At Xaverian Brothers High School, our accountability is measured in the lives our students and alumni lead, as they become leaders in their communities. As we celebrate our 50th anniversary, we are proud of the examples they set in their families, in their workplaces, and in service to their communities.

List of 7 items.

  • Stephen '67 and Marybeth Bisson P '13, '18

    Parents of Stephen ’13 and Spencer ’18, Steve and Marybeth Bisson have been longtime supporters of Xaverian, dating back to Steve’s time as a student.

    “I’m the person I am today because of Xaverian,” says Steve, retired chairman of the board at Constar International, Inc., in Norwood. A self-described “wise-guy from the inner city,” Steve came to Xaverian in fall 1963 because his mother thought he needed discipline. “The Xaverian Brothers had a reputation for being strict—but also for providing solid academics. I managed to get both: a great education and a nice blend of Christian values,” says Steve.

    The youngest of seven children, Steve grew up in Roslindale, where his parents held multiple jobs to support their large family. “They both worked so hard,” he recalls. “We were latch-key kids before the word was fashionable.” Steve thrived in the firm- but -nurturing, atmosphere at Xaverian and formed wonderful relationships with some of the brothers. “Many of them made a profound impression upon me. I literally saw Christ at work through these men.”

*Challenges*:
1. Write out the entries from the line containing "In the photo above, where exactly is the tire" to the line containing "(242, 272), (269, 303)" as a numbered list, omitting blank lines.
2. Write the next part of the Xaverian Brothers profile, picking up after its final sentence.
The entries have no connection to the Xaverian Brothers profile.

*Supplied records*:
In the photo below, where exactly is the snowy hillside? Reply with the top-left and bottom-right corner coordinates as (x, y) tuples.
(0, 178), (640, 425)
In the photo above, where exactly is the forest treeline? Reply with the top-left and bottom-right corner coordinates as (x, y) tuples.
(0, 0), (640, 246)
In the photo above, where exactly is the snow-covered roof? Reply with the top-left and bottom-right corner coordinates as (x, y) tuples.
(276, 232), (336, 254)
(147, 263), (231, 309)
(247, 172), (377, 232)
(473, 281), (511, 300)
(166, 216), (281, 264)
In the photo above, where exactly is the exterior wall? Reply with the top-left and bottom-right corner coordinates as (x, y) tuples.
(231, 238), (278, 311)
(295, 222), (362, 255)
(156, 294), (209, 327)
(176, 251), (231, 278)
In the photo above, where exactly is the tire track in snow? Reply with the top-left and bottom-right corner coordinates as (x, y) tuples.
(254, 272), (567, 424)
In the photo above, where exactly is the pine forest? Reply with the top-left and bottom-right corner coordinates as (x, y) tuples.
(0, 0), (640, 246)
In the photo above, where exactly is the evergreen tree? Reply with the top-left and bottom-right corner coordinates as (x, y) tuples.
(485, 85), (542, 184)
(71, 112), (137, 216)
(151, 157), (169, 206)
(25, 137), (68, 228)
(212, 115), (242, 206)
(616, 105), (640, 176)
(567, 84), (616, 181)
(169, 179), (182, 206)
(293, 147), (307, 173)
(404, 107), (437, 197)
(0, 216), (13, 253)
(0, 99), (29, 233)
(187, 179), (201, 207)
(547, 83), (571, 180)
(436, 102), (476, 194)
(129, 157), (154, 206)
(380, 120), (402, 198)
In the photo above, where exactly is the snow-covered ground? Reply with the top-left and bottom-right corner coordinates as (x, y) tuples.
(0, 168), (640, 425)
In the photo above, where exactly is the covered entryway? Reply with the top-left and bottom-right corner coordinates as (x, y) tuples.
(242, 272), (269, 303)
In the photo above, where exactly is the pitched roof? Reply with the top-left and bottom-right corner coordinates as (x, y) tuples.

*Solved problems*:
1.
1. In the photo above, where exactly is the tire track in snow? Reply with the top-left and bottom-right corner coordinates as (x, y) tuples.
2. (254, 272), (567, 424)
3. In the photo above, where exactly is the pine forest? Reply with the top-left and bottom-right corner coordinates as (x, y) tuples.
4. (0, 0), (640, 246)
5. In the photo above, where exactly is the evergreen tree? Reply with the top-left and bottom-right corner coordinates as (x, y) tuples.
6. (485, 85), (542, 184)
7. (71, 112), (137, 216)
8. (151, 157), (169, 206)
9. (25, 137), (68, 228)
10. (212, 115), (242, 206)
11. (616, 105), (640, 176)
12. (567, 84), (616, 181)
13. (169, 179), (182, 206)
14. (293, 147), (307, 173)
15. (404, 107), (437, 197)
16. (0, 216), (13, 253)
17. (0, 99), (29, 233)
18. (187, 179), (201, 207)
19. (547, 83), (571, 180)
20. (436, 102), (476, 194)
21. (129, 157), (154, 206)
22. (380, 120), (402, 198)
23. In the photo above, where exactly is the snow-covered ground? Reply with the top-left and bottom-right corner coordinates as (x, y) tuples.
24. (0, 168), (640, 425)
25. In the photo above, where exactly is the covered entryway? Reply with the top-left and bottom-right corner coordinates as (x, y) tuples.
26. (242, 272), (269, 303)

2.
    After time at Stonehill College and the Air Force reserves, Steve landed a job in the electrical construction industry. “I learned from the ground up. I started by driving a truck and getting coffee,” says Steve. He eventually entered a formal training program and worked his way up at Broadway Electric in Boston.

    In 1976, Steve took a chance, went out on his own and founded Consolidated Electrical Services. His gamble paid off. After obtaining his MBA from Northeastern University, he renamed the business Constar International. Constar became the 18th largest electrical/telecommunications company in the country, with over $200 million in annual revenues.

    In addition to his financial success, Steve is a dedicated volunteer. He’s been a member of the Xaverian board of trustees, and, most recently, arranged for upgrades to the lighting systems at Xaverian, placing almost 85 percent of the school building lighting on motion sensors, which has significantly lowered the school’s electric bill.

    Steve’s wife, Marybeth, has also been a constant source of support to Xaverian, regularly providing help with everything from co-chairing the annual gala, serving as co-chair on the auction committee, and speaking with new incoming parents. “I can clearly see the difference Xaverian has made in both of my son’s lives. This school teaches them to think beyond themselves and encourages them to care about others while motivating them to be the best they can be,” says Marybeth.

    When asked why they give back to Xaverian, the Bissons explain, “Xaverian changes lives for the better. We want to be a part of that by contributing to the school.” Called to Lead: The Campaign for Xaverian recently benefited from the Bissons’ generosity with a significant gift.

    “Our hope is that this gift will help further the legacy,” says Steve, “and that Xaverian will continue to put inner-city boys like me on the right path.”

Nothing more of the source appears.